Source records
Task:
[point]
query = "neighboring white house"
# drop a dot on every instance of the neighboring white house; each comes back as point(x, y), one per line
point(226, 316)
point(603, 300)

Task to complete: Reproduce each line of the records above as a numbered list, omitting any blank lines.

Answer:
1. Task:
2. [point]
3. query = "neighboring white house"
4. # drop a dot on every instance of the neighboring white house; each comes back as point(x, y), one per line
5. point(226, 316)
6. point(603, 300)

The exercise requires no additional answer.